_Exercise passage_
United States District Court, N.D. California
November 21, 2014
KARL STORZ ENDOSCOPY-AMERICA, INC., Plaintiff,
STRYKER CORPORATION, et al., Defendants.
ORDER RE: PROTECTIVE ORDER DISPUTE RE:
DKT. NO. 94
JACQUELINE SCOTT CORLEY, Magistrate Judge.
In this patent infringement lawsuit the parties dispute the protections to be given to confidential information belonging to Defendants Stryker Corporation and Stryker Communications, Inc. (together, "Stryker"). Now pending before the Court is the motion of Plaintiff Karl Storz Endoscopy-America ("KSEA") for a protective order. (Dkt. No. 94.) KSEA seeks entry of a protective order that does not include a patent prosecution bar ( id. at 2; see Dkt. No. 95), while Stryker urges the Court to impose a protective order that does include such a provision. ( See Dkt. No. 98.) After carefully considering the parties' arguments, and having had the benefit of oral argument on November 20, 2014, the Court rules as set forth below.
On February 26, 2014, KSEA filed a complaint against Stryker for patent infringement. (Dkt. No. 1; Dkt. No. 67.) The parties, both producers and sellers of medical imaging devices and operating room communication technology ( see Dkt. No. 67; Dkt. No. 94 at 3), have been engaged in discovery since June of 2014. (Dkt. No. 59.) Part of this discovery pertains to information regarding the structure and operation of Stryker's allegedly infringing products. ( See Dkt. No. 94 at 3.) The parties have reached an agreement as to all terms of a protective order except for one: whether or not the order should include a patent prosecution bar.
Federal Rule of Civil Procedure 26(c) "confers broad discretion on the trial court to decide when a protective order is appropriate and what degree of protection is required." Seattle Times Co. v. Rhinehart, 467 U.S. 20, 36 (1984). Generally, the party seeking a protective order has the burden of showing that the protection is warranted. See Foltz v. State Farm Mut. Auto. Ins. Co., 331 F.3d 1122, 1130 (9th Cir. 2003).
Federal Circuit law governs the determination of whether a protective order should include a patent prosecution bar. See In re Deutsche Bank Trust Co. Ams., 605 F.3d 1373, 1378 (Fed. Cir. 2010). The party seeking the prosecution bar must demonstrate good cause for its inclusion, which involves two showings. First, the party must show that there is an unacceptable risk of disclosure of confidential information. Such risk may exist when litigation counsel is also involved in "competitive decisionmaking" for a client. Id. at 1381. The Federal Circuit has identified several situations that may qualify as "competitive decisionmaking, " including "obtaining disclosure materials for new inventions and inventions under development, investigating prior art relating to those inventions, making strategic decisions on the type and scope of patent protection that might be available or worth pursuing for such inventions, writing, reviewing, or approving new applications or continuations-in-part of applications to cover those inventions, or strategically amending or surrendering claim scope during prosecution[.]" Id. However, not all involvement in patent prosecution qualifies as "competitive decisionmaking" under the Deutsche Bank standard. The Federal Circuit has distinguished administrative and oversight duties from activities in which counsel plays a "significant role in crafting the content of patent applications[, ]" id. at 1379-80, which poses a greater risk of inadvertent disclosure. Because of the fact-specific nature of this inquiry, a "case-by-case"- i.e., counsel-by-counsel- determination of competitive decisionmaking is necessary. See U.S. Steel Corp. v. United States, 730 F.2d 1465, 1467 (Fed. Cir. 1984).

_Input data_

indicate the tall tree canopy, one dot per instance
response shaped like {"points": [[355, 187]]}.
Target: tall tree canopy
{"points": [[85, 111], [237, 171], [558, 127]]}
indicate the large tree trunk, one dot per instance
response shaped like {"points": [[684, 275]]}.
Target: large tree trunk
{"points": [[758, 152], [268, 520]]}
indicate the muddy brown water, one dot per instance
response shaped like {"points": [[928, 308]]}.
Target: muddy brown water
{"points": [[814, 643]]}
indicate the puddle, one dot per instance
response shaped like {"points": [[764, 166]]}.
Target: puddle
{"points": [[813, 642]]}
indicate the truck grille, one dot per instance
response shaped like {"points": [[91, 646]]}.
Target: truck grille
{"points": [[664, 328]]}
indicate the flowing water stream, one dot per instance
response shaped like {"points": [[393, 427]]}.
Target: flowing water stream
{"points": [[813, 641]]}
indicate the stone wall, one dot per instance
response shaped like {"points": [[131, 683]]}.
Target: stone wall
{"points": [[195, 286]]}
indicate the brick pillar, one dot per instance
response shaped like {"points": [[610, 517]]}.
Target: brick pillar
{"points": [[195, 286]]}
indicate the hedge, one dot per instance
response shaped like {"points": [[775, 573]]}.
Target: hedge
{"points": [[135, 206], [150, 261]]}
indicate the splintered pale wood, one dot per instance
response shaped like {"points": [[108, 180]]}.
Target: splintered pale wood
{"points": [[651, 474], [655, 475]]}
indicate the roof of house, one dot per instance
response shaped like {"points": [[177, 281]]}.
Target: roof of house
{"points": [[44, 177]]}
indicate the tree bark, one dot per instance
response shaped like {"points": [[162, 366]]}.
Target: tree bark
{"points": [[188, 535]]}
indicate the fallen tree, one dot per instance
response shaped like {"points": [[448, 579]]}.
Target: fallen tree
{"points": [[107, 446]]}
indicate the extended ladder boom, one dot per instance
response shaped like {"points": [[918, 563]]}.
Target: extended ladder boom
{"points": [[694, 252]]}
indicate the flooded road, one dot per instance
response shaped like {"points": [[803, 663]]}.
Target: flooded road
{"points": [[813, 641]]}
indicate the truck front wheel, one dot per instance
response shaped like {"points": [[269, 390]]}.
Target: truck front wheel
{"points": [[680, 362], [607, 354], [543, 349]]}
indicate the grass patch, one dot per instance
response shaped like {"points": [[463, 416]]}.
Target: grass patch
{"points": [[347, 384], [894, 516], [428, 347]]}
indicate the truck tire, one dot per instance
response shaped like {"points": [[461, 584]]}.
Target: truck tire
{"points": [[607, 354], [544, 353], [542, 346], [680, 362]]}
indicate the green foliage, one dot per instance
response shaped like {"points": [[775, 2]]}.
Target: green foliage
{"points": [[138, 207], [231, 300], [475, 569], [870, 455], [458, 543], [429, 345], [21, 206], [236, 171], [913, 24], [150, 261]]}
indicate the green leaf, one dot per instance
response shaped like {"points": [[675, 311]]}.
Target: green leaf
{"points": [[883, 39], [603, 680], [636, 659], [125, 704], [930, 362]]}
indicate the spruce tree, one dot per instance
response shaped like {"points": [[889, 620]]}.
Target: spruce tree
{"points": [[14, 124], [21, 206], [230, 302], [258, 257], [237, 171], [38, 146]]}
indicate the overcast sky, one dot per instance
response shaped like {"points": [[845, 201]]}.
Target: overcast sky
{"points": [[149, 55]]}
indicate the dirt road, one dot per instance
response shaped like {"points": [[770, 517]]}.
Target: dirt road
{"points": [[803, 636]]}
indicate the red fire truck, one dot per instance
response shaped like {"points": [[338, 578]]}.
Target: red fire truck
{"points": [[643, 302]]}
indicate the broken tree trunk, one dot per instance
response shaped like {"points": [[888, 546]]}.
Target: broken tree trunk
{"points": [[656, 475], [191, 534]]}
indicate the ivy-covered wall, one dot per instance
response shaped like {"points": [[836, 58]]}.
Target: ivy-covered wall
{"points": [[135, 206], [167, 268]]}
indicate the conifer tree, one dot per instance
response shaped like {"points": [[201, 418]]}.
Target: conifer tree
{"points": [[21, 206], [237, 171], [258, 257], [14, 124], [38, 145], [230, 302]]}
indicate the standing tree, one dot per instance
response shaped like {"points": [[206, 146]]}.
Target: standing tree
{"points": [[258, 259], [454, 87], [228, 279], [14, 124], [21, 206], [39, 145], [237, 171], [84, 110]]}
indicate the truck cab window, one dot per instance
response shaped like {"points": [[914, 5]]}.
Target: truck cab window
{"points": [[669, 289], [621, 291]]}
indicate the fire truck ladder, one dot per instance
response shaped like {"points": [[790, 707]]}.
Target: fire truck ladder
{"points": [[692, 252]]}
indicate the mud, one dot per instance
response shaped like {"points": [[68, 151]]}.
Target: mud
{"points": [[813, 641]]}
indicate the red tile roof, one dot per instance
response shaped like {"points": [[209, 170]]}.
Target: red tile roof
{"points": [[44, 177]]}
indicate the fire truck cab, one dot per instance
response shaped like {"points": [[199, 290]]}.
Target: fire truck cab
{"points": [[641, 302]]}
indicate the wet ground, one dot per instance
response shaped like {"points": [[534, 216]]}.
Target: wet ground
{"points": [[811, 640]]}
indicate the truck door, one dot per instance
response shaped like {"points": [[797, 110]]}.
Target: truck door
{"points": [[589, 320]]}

_Set of tasks_
[1] In the court order, rewrite the paragraph that begins "On February 26, 2014, KSEA filed a complaint" as a short bulleted list that keeps its main facts.
[2] According to the court order, on what date did the court hear oral argument?

_Answers_
[1]
- On February 26, 2014, KSEA sued Stryker for patent infringement.
- Both companies make and sell medical imaging devices and operating room communication technology.
- Discovery has been going on since June 2014. Part of it covers how Stryker's allegedly infringing products are built and how they work.
- The parties agree on every term of a protective order except one: whether it should include a patent prosecution bar.

[2] November 20, 2014.